# WHAT THE EXERCISE ASKS
Reproduce every item below word for word, leaving the pictures out of your copy.

# RECORD EXCERPTS
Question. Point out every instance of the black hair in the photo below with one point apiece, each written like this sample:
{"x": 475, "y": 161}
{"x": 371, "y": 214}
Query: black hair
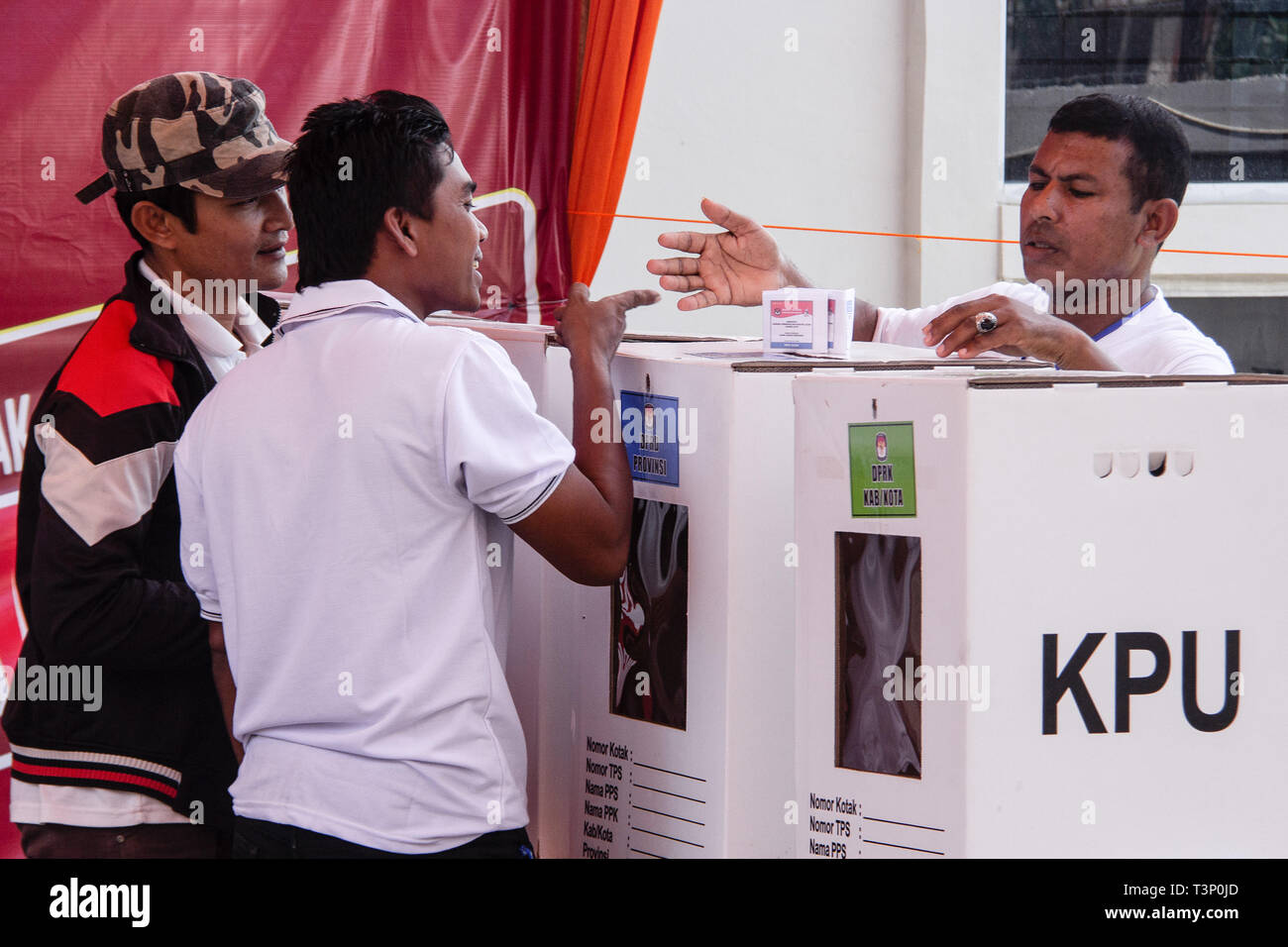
{"x": 175, "y": 198}
{"x": 353, "y": 159}
{"x": 1159, "y": 165}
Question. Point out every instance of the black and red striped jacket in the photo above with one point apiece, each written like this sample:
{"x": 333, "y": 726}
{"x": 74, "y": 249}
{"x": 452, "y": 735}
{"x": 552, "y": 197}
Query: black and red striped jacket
{"x": 99, "y": 577}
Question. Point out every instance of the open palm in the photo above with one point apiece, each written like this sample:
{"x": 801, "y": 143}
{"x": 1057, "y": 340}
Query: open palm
{"x": 730, "y": 268}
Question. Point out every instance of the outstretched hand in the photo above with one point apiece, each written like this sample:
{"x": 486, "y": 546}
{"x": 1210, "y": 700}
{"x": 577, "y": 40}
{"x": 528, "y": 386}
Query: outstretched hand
{"x": 730, "y": 268}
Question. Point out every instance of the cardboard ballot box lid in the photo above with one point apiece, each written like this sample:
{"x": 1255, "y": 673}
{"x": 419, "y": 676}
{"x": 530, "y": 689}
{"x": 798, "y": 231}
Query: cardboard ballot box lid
{"x": 1108, "y": 379}
{"x": 747, "y": 356}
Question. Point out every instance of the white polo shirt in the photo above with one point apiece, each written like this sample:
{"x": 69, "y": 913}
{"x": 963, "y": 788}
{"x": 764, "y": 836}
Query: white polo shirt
{"x": 343, "y": 539}
{"x": 1153, "y": 341}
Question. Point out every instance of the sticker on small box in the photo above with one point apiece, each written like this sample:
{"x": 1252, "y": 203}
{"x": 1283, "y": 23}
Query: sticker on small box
{"x": 795, "y": 320}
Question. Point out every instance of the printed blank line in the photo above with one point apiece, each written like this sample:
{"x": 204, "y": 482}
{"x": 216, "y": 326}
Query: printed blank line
{"x": 696, "y": 779}
{"x": 890, "y": 844}
{"x": 639, "y": 785}
{"x": 670, "y": 815}
{"x": 911, "y": 825}
{"x": 636, "y": 828}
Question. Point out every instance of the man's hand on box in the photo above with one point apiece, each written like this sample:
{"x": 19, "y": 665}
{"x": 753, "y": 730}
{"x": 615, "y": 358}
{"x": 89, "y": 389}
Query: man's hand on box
{"x": 595, "y": 328}
{"x": 730, "y": 268}
{"x": 1020, "y": 330}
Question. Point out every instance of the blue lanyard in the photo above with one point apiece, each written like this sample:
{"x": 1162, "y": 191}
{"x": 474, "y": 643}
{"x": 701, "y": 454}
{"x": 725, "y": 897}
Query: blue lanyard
{"x": 1112, "y": 326}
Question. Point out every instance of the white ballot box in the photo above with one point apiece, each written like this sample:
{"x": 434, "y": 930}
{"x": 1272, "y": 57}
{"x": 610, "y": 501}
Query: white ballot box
{"x": 683, "y": 698}
{"x": 1039, "y": 615}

# OUTPUT
Question. Point out every instance of the black hair in the photo below with one point apiece, each written like this sample:
{"x": 475, "y": 161}
{"x": 371, "y": 214}
Query: black hair
{"x": 175, "y": 198}
{"x": 353, "y": 159}
{"x": 1159, "y": 165}
Question. Point out every instance of the black and red striped jacket in the photo above with one point apiece, each written like this sample:
{"x": 333, "y": 726}
{"x": 74, "y": 249}
{"x": 452, "y": 735}
{"x": 552, "y": 197}
Query: black and red striped jacket
{"x": 99, "y": 577}
Question. Point out every instance of the open palm in the photo above with one point apiece, each written like this sample:
{"x": 801, "y": 143}
{"x": 1057, "y": 340}
Query: open palm
{"x": 730, "y": 268}
Question. Point out every instance of the outstretched hand in the photo above with one point apiece, each written like this sample:
{"x": 486, "y": 546}
{"x": 1210, "y": 700}
{"x": 577, "y": 40}
{"x": 528, "y": 386}
Query: outstretched hand
{"x": 730, "y": 268}
Question. Point out every instance of the cardboard ballot box lid in the photo above with one point apiece, each written like this sample:
{"x": 1255, "y": 673}
{"x": 419, "y": 676}
{"x": 530, "y": 689}
{"x": 798, "y": 231}
Query: cardboard ballot box lid
{"x": 1108, "y": 379}
{"x": 747, "y": 356}
Question. Point out every instance of the white polo shirt in the photo above with one point apiece, each written like this sample:
{"x": 69, "y": 913}
{"x": 963, "y": 788}
{"x": 764, "y": 836}
Query: white polo shirt
{"x": 343, "y": 539}
{"x": 1153, "y": 341}
Question. Point out every instance of the sticker on small box in the photo above with one point apiece, each written like this sample:
{"x": 1252, "y": 203}
{"x": 1283, "y": 23}
Query: sticker on small box
{"x": 795, "y": 320}
Question. Point out every instance of the printed blank line in the photo above with one point apiece, each written like this sample:
{"x": 204, "y": 482}
{"x": 216, "y": 326}
Query: printed blank line
{"x": 696, "y": 779}
{"x": 890, "y": 844}
{"x": 639, "y": 785}
{"x": 670, "y": 815}
{"x": 911, "y": 825}
{"x": 636, "y": 828}
Question. Point out every instance of the man's hand on box in the photo above with one point apiece, each written like this sample:
{"x": 19, "y": 665}
{"x": 753, "y": 730}
{"x": 615, "y": 358}
{"x": 89, "y": 389}
Query: man's hand on box
{"x": 595, "y": 328}
{"x": 730, "y": 268}
{"x": 1020, "y": 330}
Question. Point out every instance of the blue lanyard in the photo above with one point apiece, each written like this sample:
{"x": 1162, "y": 191}
{"x": 474, "y": 643}
{"x": 701, "y": 454}
{"x": 725, "y": 897}
Query: blue lanyard
{"x": 1112, "y": 326}
Question. Point out every instance of the white ballot box in the photo above with one point apiece, each written like this sample:
{"x": 434, "y": 930}
{"x": 1272, "y": 57}
{"x": 610, "y": 501}
Query: white ballot box
{"x": 683, "y": 698}
{"x": 1039, "y": 615}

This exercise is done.